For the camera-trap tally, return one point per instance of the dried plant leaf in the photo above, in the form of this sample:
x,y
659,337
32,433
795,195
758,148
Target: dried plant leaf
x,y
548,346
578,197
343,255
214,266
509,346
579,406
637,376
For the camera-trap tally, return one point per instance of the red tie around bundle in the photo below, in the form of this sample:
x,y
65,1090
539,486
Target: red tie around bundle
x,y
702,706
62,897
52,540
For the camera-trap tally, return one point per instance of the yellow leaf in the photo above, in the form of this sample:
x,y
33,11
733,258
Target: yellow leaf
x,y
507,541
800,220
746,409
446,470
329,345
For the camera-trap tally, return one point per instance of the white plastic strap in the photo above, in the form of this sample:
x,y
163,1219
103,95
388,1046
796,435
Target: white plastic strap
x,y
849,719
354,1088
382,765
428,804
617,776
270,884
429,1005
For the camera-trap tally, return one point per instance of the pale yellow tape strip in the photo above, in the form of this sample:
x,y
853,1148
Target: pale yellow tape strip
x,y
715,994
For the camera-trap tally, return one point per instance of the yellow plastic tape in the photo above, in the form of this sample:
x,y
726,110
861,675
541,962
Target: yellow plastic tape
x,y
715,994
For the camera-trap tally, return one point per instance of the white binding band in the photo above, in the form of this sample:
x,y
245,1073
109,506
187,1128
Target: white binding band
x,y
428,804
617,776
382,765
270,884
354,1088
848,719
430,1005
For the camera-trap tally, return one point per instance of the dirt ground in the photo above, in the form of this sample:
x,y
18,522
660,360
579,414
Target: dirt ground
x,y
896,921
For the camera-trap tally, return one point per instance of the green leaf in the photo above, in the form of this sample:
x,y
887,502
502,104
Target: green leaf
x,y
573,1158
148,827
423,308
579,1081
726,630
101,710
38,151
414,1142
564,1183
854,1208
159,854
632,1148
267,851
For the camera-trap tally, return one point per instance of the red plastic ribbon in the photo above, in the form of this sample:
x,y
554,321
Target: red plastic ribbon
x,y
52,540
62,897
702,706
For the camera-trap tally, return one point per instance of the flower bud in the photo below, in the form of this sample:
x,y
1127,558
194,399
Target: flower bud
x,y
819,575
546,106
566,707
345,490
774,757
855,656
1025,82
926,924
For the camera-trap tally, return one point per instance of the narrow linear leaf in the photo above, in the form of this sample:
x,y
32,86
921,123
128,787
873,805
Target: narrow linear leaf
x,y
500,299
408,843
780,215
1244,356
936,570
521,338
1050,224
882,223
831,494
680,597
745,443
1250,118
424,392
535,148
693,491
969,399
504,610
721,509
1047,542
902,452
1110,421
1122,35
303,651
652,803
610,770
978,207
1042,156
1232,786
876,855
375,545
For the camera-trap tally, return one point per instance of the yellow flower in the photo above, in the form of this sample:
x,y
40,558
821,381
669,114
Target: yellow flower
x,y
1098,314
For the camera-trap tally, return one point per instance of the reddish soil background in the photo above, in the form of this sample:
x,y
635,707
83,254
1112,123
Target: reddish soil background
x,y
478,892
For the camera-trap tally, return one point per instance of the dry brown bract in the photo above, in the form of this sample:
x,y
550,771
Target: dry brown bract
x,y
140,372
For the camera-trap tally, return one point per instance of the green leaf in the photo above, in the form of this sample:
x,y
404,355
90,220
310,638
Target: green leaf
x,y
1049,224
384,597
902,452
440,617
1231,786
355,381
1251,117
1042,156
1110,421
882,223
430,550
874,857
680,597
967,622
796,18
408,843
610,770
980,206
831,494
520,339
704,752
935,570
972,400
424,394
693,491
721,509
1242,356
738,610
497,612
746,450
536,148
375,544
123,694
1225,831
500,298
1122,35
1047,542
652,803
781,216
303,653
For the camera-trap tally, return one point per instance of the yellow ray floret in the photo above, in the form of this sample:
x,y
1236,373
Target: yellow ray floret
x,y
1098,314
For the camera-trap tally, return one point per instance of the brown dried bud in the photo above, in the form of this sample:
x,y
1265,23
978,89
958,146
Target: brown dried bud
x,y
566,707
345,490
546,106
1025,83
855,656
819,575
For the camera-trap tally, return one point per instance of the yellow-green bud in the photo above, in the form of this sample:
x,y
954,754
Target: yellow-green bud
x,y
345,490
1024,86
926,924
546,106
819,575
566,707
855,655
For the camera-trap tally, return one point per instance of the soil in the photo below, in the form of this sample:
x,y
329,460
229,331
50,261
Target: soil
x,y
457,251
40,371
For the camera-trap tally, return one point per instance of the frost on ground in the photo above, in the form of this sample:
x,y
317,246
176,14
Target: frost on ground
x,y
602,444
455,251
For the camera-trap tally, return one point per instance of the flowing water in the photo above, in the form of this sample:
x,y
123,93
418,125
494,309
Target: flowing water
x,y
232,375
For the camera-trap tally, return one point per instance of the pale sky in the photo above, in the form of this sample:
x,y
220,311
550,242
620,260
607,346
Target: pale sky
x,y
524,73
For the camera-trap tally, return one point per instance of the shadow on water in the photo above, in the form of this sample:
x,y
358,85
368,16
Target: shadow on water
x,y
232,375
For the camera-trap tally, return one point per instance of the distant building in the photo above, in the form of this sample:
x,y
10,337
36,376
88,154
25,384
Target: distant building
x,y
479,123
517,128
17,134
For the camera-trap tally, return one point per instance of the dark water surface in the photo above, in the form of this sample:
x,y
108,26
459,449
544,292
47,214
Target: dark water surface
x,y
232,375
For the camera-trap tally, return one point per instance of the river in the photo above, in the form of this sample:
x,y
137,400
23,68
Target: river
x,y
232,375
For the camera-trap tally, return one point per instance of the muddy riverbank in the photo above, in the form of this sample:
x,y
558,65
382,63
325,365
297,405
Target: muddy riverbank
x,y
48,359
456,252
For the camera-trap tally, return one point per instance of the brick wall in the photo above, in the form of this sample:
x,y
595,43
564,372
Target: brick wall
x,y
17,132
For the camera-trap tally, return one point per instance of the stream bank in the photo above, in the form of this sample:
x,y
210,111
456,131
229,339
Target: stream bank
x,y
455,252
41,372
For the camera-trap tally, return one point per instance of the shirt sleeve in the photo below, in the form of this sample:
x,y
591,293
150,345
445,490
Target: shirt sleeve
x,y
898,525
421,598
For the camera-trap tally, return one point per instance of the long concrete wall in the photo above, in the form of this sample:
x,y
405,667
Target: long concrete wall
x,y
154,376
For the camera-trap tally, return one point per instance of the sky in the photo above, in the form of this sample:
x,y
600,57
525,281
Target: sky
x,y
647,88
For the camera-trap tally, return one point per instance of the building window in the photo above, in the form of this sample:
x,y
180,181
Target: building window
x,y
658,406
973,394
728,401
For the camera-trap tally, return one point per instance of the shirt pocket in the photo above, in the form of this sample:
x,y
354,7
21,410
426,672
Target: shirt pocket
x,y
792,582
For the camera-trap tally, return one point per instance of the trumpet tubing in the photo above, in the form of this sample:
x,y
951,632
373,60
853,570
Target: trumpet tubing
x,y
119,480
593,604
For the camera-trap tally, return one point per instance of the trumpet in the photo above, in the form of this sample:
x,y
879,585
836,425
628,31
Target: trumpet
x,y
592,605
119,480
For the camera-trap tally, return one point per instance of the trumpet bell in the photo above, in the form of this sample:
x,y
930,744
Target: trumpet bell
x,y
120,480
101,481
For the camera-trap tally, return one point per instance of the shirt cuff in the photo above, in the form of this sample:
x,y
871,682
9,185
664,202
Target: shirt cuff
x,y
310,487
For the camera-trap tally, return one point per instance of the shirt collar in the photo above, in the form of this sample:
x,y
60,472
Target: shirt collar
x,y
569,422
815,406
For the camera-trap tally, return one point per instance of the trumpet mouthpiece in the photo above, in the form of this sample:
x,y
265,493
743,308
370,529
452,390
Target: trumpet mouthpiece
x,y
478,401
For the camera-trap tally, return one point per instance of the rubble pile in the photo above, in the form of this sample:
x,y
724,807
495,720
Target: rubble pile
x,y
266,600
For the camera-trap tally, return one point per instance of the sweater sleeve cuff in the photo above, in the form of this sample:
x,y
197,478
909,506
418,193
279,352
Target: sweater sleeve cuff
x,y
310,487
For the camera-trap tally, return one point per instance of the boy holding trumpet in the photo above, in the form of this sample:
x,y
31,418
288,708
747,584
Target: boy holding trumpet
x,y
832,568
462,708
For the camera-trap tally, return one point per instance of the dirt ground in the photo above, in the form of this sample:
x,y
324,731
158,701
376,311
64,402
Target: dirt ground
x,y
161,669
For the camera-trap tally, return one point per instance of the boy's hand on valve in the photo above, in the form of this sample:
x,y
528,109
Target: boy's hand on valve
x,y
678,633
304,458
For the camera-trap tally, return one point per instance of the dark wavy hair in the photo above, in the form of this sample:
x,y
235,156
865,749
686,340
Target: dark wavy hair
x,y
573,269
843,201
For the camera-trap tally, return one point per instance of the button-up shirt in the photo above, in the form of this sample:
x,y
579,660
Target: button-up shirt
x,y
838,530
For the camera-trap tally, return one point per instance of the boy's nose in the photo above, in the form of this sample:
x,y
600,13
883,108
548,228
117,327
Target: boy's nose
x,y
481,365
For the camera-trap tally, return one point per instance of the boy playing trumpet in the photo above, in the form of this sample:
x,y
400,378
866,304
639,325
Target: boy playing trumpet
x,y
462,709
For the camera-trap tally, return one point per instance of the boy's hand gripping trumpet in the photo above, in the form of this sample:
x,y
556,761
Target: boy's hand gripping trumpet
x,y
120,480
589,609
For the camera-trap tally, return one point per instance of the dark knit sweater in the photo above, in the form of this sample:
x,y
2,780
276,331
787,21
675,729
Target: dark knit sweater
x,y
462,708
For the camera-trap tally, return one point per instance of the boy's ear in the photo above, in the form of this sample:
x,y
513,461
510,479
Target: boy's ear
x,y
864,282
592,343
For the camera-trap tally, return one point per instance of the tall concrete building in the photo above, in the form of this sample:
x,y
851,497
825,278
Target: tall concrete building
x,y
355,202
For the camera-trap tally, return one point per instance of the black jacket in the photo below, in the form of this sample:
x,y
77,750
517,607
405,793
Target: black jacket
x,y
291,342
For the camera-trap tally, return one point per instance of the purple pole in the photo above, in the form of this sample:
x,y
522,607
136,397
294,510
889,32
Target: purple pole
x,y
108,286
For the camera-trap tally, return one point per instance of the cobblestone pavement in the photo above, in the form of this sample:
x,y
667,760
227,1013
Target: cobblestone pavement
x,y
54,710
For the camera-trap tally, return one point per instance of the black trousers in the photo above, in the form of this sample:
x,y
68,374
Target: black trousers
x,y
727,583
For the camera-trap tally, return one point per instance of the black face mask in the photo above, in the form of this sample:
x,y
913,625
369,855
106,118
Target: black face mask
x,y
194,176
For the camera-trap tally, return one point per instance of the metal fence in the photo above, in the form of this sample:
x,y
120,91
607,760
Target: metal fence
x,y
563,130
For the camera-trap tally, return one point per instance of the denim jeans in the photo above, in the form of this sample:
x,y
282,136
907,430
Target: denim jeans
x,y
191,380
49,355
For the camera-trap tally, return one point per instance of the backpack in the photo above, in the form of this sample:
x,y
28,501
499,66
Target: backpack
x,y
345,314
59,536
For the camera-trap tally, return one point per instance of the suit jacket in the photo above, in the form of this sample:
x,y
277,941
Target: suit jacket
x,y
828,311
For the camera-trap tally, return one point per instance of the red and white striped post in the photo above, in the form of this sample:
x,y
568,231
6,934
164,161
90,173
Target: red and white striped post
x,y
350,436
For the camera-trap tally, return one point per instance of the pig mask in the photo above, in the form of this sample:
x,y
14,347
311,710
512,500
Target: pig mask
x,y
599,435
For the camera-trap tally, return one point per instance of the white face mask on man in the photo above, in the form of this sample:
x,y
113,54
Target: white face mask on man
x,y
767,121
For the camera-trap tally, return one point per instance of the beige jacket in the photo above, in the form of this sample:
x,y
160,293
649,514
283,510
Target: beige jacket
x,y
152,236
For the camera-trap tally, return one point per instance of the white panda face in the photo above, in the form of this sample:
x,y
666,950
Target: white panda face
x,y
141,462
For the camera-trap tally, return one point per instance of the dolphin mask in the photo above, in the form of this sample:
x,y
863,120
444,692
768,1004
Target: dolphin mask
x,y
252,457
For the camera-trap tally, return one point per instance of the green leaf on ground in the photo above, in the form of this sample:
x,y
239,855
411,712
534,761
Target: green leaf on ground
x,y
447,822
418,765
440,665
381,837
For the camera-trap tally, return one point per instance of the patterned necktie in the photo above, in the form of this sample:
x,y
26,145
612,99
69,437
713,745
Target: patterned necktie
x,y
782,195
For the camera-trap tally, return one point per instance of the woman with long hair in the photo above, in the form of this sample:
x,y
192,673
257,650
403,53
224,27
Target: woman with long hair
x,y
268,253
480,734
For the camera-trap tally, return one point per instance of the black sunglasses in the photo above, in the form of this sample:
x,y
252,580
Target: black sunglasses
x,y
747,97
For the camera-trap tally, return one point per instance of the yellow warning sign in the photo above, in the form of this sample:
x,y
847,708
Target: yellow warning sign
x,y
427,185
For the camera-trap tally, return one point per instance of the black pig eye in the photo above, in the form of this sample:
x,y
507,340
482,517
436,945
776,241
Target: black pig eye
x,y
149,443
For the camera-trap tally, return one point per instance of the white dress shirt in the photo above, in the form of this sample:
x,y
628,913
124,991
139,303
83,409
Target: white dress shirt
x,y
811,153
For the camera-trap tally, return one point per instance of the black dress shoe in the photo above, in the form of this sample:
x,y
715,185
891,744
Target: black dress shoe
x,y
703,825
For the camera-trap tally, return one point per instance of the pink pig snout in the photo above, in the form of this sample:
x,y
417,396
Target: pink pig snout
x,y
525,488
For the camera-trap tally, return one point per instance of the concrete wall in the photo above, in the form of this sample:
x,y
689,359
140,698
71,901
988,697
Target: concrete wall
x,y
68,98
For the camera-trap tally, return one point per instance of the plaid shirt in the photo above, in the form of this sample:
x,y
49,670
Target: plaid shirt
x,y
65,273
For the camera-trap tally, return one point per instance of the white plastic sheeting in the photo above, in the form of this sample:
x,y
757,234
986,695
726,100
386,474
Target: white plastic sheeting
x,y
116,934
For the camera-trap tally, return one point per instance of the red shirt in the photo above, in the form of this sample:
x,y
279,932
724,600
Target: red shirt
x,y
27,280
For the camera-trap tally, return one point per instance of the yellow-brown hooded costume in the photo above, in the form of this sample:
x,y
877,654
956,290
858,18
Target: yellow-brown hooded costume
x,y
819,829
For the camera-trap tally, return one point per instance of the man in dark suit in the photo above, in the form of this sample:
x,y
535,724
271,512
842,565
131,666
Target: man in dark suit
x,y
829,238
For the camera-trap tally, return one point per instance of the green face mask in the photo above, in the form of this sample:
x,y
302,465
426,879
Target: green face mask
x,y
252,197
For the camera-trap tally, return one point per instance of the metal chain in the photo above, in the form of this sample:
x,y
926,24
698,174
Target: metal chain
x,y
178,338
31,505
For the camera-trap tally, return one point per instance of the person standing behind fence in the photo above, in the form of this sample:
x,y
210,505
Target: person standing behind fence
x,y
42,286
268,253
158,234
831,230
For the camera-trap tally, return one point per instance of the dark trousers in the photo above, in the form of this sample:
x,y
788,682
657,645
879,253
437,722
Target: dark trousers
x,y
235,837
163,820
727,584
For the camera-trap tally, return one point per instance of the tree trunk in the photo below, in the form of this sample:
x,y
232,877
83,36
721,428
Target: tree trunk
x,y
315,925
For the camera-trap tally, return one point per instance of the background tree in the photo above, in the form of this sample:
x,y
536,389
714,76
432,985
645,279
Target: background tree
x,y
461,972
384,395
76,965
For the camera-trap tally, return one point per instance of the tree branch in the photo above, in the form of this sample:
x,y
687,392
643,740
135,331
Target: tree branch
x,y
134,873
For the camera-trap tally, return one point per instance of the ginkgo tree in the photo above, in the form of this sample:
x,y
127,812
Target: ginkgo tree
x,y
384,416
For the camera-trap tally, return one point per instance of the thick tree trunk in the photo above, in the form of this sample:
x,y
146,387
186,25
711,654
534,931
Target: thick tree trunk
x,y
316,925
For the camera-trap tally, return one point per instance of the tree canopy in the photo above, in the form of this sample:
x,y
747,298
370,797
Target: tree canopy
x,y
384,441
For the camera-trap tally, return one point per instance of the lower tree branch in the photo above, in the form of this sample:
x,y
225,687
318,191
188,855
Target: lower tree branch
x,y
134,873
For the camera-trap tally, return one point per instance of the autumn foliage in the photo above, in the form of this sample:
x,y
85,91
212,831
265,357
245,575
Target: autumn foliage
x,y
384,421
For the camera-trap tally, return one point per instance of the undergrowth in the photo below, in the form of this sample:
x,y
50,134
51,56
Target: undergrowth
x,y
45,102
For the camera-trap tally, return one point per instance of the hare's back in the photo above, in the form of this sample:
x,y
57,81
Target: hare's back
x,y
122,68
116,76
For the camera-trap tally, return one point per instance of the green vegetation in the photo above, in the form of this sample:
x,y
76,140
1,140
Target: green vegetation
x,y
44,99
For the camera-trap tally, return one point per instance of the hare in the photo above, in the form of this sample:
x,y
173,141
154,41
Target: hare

----

▶ [Set exercise] Return the lines above, from the one containing "of the ginkgo" to the end, exactly as they stand.

▶ [Exercise result]
For the camera-trap tally, return one point per instance of the ginkgo tree in the photo above, in the form of this sample:
x,y
127,812
Target: ginkgo tree
x,y
384,416
For the camera-trap tally, return one point per instance of the thick tree trunk in the photo above, in the form of this sample:
x,y
146,387
186,25
711,654
534,931
Target: thick tree trunk
x,y
316,925
For the camera-trap tally, return one point per instance of the tree canopy in the photo above, in the form of this sample:
x,y
747,298
370,797
Target: tree canopy
x,y
384,441
For the camera-trap tally, return one point per instance of the lower tree branch in the photo above, in the form of this sample:
x,y
225,687
318,191
188,855
Target: lower tree branch
x,y
134,873
For the camera-trap tally, return one point per instance of the autumn foliage in the photo above, in the form of this sample:
x,y
85,91
212,831
265,357
245,575
Target: autumn foliage
x,y
384,421
For the camera-trap tally, return one point per instance of the undergrowth in the photo below, in the form of this sample:
x,y
50,134
51,56
Target: undergrowth
x,y
45,102
For the camera-trap tally, return one point per instance of the hare's back in the photo above, in the form of this sample:
x,y
57,81
Target: hare's back
x,y
122,68
116,76
For the camera-trap tally, return one point per instance of the green vegetation in the photo above, in the form of this sample:
x,y
76,140
1,140
Target: green vegetation
x,y
44,99
For the camera-trap tally, return one point per instance of the hare in the photo above, in the form of this sample:
x,y
173,141
154,41
Target: hare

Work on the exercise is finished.